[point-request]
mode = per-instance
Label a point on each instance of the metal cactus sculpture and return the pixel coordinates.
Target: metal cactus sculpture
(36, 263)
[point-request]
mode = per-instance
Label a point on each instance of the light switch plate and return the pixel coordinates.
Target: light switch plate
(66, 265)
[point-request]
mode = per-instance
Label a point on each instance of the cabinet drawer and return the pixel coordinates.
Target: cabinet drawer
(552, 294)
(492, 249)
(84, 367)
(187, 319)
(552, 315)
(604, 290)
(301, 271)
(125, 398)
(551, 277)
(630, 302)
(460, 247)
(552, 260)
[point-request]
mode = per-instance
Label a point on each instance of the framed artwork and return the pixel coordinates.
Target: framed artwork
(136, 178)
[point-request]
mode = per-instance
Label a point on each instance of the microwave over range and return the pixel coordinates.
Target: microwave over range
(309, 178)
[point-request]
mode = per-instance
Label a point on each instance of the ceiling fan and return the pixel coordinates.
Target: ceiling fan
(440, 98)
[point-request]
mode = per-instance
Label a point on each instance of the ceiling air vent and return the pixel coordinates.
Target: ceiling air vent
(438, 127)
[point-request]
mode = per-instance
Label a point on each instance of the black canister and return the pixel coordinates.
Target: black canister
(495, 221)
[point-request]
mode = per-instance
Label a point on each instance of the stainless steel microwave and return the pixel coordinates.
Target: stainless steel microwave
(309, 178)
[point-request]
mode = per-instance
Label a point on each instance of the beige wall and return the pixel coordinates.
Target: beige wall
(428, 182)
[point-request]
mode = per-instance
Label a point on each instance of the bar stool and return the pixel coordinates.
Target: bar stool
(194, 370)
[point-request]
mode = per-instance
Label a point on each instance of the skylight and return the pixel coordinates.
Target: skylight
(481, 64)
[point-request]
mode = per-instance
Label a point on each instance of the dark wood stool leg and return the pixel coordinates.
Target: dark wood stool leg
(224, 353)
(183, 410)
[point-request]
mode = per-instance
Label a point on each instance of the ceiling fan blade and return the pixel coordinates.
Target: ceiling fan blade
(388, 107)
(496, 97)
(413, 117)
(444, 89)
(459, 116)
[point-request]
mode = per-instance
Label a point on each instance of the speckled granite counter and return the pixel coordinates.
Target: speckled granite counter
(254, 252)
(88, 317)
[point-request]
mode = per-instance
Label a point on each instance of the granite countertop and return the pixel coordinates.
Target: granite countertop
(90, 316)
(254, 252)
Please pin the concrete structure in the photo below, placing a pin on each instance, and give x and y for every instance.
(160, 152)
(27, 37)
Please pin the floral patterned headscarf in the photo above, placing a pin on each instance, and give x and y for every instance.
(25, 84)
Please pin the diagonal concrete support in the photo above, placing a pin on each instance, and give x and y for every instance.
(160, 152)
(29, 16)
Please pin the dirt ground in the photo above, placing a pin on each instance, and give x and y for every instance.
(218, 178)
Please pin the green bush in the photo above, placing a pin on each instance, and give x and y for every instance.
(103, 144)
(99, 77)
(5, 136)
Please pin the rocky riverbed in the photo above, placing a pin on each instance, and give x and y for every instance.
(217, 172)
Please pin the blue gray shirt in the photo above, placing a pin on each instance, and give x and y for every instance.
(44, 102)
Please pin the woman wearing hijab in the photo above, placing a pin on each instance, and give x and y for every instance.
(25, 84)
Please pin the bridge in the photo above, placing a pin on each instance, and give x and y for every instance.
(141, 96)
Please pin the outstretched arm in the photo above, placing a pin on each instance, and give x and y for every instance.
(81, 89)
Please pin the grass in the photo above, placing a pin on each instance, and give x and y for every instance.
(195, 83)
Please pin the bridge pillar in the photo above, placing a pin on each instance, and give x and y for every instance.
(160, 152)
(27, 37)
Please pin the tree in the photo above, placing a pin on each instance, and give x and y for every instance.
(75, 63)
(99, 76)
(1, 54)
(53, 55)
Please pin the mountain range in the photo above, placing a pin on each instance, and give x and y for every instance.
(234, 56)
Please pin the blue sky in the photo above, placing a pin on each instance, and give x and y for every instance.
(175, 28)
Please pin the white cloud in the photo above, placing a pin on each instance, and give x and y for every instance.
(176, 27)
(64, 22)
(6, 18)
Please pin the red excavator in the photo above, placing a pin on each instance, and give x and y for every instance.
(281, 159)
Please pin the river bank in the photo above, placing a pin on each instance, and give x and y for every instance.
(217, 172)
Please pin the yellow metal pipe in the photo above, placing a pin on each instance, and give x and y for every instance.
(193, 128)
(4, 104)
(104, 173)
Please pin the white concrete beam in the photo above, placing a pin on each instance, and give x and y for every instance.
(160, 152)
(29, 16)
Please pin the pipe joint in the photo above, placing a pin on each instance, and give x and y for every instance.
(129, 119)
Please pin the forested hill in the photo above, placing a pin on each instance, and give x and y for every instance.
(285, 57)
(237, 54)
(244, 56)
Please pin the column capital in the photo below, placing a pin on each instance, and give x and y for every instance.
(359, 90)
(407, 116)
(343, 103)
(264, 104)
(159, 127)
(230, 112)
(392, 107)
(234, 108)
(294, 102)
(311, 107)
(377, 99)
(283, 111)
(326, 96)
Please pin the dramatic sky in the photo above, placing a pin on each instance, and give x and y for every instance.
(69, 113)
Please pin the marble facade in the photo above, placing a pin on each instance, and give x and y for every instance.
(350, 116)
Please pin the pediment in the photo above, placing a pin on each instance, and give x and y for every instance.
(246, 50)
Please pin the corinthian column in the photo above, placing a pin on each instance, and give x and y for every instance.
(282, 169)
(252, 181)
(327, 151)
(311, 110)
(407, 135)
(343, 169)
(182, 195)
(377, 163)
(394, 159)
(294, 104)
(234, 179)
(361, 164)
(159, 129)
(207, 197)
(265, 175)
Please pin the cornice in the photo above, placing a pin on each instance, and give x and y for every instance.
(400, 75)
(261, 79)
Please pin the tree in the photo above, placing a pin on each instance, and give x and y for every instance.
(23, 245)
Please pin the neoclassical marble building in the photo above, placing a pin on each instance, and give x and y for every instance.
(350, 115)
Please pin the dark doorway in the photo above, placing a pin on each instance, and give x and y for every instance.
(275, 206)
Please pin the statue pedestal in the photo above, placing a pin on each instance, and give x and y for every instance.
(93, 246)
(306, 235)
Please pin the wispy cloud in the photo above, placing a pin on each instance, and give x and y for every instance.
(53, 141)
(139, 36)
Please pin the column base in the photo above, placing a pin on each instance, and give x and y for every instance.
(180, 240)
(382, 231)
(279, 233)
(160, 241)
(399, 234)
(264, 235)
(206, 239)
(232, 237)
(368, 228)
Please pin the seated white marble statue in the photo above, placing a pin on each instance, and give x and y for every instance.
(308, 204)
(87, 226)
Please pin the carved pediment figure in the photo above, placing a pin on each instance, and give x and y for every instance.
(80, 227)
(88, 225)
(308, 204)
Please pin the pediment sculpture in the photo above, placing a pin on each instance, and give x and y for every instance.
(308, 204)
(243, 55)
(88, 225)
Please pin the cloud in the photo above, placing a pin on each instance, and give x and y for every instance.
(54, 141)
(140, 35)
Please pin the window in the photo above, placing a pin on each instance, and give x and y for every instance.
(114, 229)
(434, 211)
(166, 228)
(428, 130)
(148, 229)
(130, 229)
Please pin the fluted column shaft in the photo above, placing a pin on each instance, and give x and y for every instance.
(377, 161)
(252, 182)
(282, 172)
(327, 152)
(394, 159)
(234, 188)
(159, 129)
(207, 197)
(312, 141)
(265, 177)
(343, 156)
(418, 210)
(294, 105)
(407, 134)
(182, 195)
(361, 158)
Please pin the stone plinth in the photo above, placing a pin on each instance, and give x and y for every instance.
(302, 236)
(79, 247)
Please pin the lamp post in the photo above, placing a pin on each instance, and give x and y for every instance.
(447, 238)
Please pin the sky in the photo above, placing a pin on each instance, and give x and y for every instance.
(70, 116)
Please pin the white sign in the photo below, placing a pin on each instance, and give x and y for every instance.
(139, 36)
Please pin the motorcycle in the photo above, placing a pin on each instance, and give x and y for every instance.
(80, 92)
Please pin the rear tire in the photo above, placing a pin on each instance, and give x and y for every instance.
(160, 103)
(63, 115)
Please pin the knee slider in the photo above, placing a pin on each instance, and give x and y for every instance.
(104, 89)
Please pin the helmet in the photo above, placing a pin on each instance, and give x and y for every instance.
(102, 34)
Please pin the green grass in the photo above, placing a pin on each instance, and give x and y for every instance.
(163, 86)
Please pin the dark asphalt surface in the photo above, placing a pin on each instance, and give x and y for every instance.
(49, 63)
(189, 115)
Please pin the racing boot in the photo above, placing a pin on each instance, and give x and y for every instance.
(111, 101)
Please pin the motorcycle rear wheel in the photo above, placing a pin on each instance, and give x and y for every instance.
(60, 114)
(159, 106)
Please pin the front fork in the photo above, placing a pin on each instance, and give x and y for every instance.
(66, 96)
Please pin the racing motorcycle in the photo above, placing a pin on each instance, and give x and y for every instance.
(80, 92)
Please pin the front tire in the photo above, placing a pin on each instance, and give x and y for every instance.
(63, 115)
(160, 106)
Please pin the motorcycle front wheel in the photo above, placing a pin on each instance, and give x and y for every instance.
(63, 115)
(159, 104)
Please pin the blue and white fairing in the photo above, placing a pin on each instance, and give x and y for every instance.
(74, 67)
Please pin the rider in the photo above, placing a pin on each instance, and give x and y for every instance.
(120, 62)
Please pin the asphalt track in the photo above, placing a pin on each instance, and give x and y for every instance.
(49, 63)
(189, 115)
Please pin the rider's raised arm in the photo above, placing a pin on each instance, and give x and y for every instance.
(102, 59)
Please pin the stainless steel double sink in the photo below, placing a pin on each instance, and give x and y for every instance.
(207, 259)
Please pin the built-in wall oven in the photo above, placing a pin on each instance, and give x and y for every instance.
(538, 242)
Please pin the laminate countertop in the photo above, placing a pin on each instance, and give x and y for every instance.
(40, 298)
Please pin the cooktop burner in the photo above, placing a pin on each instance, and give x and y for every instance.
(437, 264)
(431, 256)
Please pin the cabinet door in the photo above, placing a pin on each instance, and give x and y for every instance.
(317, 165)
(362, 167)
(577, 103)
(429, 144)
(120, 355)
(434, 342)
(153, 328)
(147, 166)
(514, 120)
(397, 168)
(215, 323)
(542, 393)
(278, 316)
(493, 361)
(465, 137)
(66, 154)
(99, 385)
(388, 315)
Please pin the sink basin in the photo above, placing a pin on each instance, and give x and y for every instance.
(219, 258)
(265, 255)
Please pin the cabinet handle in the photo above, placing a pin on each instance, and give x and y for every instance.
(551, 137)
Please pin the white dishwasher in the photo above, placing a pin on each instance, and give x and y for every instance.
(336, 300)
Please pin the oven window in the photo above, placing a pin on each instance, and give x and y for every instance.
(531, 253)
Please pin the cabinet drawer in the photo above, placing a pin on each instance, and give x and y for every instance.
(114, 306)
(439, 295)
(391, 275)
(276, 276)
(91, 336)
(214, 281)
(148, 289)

------------------------------------------------------------------------

# [Your goal]
Start with the line above that contains "Label a point on each instance of the framed" and stop after the line that contains "Label a point on each instance of the skylight". Output those lines exactly, and only those.

# [Solution to this problem]
Label a point on each instance of the framed artwork and return the pixel coordinates.
Target: framed artwork
(136, 178)
[point-request]
mode = per-instance
Label a point on each instance of the microwave over range and return the pixel coordinates.
Target: microwave over range
(309, 178)
[point-request]
mode = per-instance
Label a point on each instance of the ceiling fan and return the pixel coordinates.
Target: ceiling fan
(440, 98)
[point-request]
mode = per-instance
Label a point on each instance of the ceiling air vent and return the pixel coordinates.
Target: ceiling air vent
(438, 127)
[point-request]
mode = per-instance
Label a point on each instance of the black canister and return the pixel coordinates.
Target: black canister
(495, 221)
[point-request]
mode = per-instance
Label a point on each instance of the stainless steel microwave and return the pixel coordinates.
Target: stainless steel microwave
(309, 178)
[point-request]
mode = per-instance
Label a point on each instance of the beige wall and return the pixel coordinates.
Target: beige wall
(428, 182)
[point-request]
mode = per-instance
Label a point on each instance of the bar stool and return the pixel coordinates.
Target: bar stool
(194, 370)
[point-request]
mode = per-instance
Label a point on each instance of the skylight and return the pixel coordinates.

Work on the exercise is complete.